Tullio Calcagno
Tullio Calcagno (Terni, 10 aprile 1899 – Milano, 29 aprile 1945) è stato un presbitero e giornalista italiano, che aderì alla Repubblica Sociale Italiana. Nel 1944 fondò la rivista "Crociata Italica", di cui divenne direttore, che divenne la più venduta nel territorio della Repubblica Sociale.

Biografia
L'infanzia e la gioventù
Nato da una famiglia povera di Terni il 10 aprile 1899, entrò in seminario all'età di 10 anni[1] Nel 1918 lasciò il seminario perché insieme ai cosiddetti "Ragazzi del '99", partecipò alla prima guerra mondiale arruolato nell'esercito. Nel 1924 divenne parroco della Cattedrale di Terni.
Fu inizialmente contrario alla firma del Concordato del 1929 da parte della Santa Sede[1], ma in seguito cambiò idea ritenendo che la firma di questo patto avrebbe causato un risveglio della religiosità cattolica in tutto il mondo[1].

··········

• PARTI DELL'ESERCIZIO
[a] Rispondi alle domande seguenti sul testo su Tullio Calcagno:
(i) In quale anno divenne parroco della Cattedrale di Terni?
(ii) Quale rivista fondò nel 1944?
(iii) A quale età entrò in seminario?
[b] Stabilisci se ciascuna affermazione concorda con il testo su Tullio Calcagno e riporta le parole decisive:
(i) Calcagno nacque a Milano.
(ii) Nel 1918 lasciò il seminario per partecipare alla prima guerra mondiale.
(iii) Fu favorevole al Concordato del 1929 fin dall'inizio.
Per rispondere basatevi unicamente sul testo.

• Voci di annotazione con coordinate
··········

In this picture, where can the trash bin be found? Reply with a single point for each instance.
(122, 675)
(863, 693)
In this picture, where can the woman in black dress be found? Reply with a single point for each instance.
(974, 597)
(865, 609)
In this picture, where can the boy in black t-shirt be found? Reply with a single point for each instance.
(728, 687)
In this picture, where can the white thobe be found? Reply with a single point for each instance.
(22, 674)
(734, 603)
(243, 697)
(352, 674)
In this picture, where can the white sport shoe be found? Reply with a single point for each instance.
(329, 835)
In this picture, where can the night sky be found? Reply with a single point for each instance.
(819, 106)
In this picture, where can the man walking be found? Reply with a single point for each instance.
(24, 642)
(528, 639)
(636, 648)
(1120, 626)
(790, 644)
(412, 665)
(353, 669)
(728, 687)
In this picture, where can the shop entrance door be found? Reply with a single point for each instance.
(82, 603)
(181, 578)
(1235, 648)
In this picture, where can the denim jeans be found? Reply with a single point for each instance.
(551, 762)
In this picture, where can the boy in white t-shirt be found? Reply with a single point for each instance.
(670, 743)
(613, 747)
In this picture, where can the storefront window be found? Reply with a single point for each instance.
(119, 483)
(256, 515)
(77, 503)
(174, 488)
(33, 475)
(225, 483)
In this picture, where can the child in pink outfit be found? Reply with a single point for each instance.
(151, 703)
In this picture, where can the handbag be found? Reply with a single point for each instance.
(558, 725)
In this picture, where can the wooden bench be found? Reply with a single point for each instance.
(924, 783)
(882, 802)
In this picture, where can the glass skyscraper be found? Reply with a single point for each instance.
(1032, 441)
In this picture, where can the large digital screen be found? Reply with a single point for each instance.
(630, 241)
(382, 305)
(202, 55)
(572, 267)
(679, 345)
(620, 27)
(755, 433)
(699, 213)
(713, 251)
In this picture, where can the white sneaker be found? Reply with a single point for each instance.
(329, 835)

··········

• ELENCO SOLUZIONI
[a]
(i) Nel 1924.
(ii) "Crociata Italica".
(iii) A 10 anni.

[b]
(i) No: "Nato da una famiglia povera di Terni il 10 aprile 1899".
(ii) Sì: "Nel 1918 lasciò il seminario perché insieme ai cosiddetti "Ragazzi del '99", partecipò alla prima guerra mondiale arruolato nell'esercito."
(iii) No: "Fu inizialmente contrario alla firma del Concordato del 1929".